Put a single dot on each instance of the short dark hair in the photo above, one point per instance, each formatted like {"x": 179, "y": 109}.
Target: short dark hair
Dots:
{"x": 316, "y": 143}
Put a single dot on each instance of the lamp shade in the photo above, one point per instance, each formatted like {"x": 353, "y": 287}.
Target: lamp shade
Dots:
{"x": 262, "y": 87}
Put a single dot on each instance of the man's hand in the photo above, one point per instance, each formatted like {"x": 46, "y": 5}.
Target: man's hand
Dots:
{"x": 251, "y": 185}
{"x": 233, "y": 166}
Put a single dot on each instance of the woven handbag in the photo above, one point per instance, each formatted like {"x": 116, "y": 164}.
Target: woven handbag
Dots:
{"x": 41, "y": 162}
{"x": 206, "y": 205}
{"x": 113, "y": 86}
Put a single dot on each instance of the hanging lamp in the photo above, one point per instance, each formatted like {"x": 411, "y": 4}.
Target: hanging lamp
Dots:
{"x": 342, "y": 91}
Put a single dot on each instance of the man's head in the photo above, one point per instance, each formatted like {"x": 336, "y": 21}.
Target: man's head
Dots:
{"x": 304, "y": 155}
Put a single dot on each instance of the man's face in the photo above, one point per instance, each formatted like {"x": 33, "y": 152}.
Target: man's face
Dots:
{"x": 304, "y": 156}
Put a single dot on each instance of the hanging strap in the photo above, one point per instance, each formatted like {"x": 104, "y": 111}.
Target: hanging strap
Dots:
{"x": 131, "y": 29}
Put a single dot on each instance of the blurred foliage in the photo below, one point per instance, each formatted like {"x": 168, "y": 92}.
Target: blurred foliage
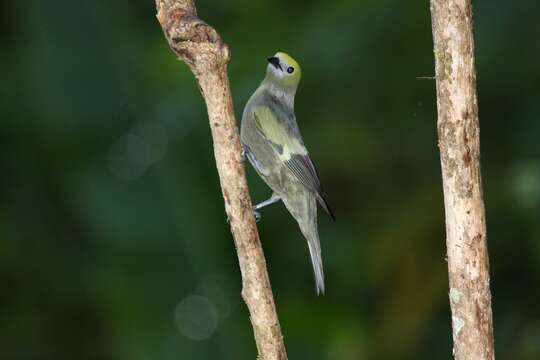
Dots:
{"x": 114, "y": 243}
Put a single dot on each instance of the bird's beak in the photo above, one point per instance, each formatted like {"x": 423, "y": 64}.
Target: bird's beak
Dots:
{"x": 275, "y": 62}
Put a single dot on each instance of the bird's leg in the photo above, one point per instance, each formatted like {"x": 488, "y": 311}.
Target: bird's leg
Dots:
{"x": 273, "y": 199}
{"x": 243, "y": 153}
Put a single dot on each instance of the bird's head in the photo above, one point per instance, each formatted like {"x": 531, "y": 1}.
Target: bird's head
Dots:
{"x": 283, "y": 71}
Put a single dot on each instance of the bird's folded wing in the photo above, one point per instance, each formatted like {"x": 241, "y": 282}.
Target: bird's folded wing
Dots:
{"x": 290, "y": 150}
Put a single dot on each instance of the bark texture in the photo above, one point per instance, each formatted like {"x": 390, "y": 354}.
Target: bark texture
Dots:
{"x": 459, "y": 145}
{"x": 201, "y": 47}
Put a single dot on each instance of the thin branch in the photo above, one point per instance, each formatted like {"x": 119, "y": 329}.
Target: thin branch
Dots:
{"x": 459, "y": 145}
{"x": 201, "y": 47}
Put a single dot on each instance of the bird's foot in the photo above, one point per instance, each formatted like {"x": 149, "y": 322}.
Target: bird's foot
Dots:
{"x": 243, "y": 154}
{"x": 257, "y": 216}
{"x": 255, "y": 213}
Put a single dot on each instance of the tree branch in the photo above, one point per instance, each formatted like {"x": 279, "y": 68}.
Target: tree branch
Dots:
{"x": 459, "y": 145}
{"x": 201, "y": 47}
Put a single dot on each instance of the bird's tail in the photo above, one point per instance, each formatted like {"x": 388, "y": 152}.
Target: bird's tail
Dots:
{"x": 316, "y": 259}
{"x": 309, "y": 230}
{"x": 303, "y": 207}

______________________________

Please extract exactly, and only, the lines from the line containing "Put a single dot on each instance of the bark" through the last line of the records.

=== Response to the exercise ===
Put a single dot on each instance of the bark texture in the photo above, one point per instance, each formatted like {"x": 390, "y": 354}.
Target: bark texture
Dots:
{"x": 459, "y": 145}
{"x": 201, "y": 47}
Put a single dot on each instance of the thin branch in the photo above, one point per instance, each formatted like {"x": 119, "y": 329}.
Target: thin branch
Dots:
{"x": 459, "y": 145}
{"x": 201, "y": 47}
Put a single dot on each instance of the bird's foot in the photo above, one point per instance, each formatted like {"x": 149, "y": 322}.
Target: bird's foot
Dots:
{"x": 243, "y": 154}
{"x": 257, "y": 216}
{"x": 255, "y": 213}
Put a single dot on each instance of the tree branch in the photo above, one point per instance, each formatted like {"x": 279, "y": 68}.
Target: tree branch
Dots:
{"x": 459, "y": 145}
{"x": 201, "y": 47}
Put a single dot on each instance of the bird's tail in the photo above, one point per instance, each formatted like {"x": 388, "y": 152}.
Target: bird's tail
Dots:
{"x": 316, "y": 259}
{"x": 309, "y": 230}
{"x": 303, "y": 207}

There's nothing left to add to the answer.